■ **The request**
Copy the records from the first line through the line containing "[[[165,0],[0,0],[0,45],[165,42]]]", both included, and scale every coordinate in the answers by 1.3, rounding to whole numbers with halves going up. Keep every other line unchanged.

■ **Listed entries**
⁂
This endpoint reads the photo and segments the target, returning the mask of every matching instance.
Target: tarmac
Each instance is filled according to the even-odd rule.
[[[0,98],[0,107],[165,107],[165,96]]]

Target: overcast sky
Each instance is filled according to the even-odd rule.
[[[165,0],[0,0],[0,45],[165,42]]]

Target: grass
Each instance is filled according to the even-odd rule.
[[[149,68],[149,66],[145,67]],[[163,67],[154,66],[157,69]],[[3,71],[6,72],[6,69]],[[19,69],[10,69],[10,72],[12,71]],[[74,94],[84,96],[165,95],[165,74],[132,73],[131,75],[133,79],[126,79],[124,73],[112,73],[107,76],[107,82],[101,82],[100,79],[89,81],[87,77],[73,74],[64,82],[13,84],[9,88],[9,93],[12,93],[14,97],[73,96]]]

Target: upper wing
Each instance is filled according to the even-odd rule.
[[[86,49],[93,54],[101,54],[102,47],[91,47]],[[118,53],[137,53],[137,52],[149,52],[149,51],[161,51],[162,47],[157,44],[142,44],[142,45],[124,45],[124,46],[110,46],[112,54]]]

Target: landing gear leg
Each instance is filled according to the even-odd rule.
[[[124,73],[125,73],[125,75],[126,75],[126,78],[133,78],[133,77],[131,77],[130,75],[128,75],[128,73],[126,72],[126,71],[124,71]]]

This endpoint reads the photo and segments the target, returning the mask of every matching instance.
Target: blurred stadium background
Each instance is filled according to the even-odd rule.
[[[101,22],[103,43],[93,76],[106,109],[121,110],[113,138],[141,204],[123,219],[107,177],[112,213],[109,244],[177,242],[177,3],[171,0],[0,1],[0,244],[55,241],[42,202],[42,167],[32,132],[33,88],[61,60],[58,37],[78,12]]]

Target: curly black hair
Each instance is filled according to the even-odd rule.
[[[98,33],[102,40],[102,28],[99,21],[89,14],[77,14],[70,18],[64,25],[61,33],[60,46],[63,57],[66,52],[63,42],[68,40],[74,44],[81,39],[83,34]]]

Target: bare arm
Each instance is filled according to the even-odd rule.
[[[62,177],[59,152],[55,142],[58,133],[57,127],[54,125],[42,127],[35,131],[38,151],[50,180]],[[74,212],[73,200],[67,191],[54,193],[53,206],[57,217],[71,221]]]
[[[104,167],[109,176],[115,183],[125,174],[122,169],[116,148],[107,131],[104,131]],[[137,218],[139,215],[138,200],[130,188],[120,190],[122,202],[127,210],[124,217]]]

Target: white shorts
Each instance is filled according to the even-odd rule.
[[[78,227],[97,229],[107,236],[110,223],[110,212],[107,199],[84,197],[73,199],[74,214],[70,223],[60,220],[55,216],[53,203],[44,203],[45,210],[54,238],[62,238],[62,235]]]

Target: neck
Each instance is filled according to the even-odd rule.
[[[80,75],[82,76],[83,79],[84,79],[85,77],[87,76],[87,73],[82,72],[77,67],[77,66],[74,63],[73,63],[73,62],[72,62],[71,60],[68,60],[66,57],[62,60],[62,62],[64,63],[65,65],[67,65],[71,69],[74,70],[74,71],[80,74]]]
⁂
■ **Result**
This endpoint reads the photo and segments the target, returning the mask of every matching instance.
Target: tarmac
Each instance is filled according to the even-odd rule.
[[[0,127],[0,139],[215,139],[215,125]]]

Target: overcast sky
Each instance is filled according to the even-odd rule.
[[[215,0],[0,0],[0,59],[215,55]]]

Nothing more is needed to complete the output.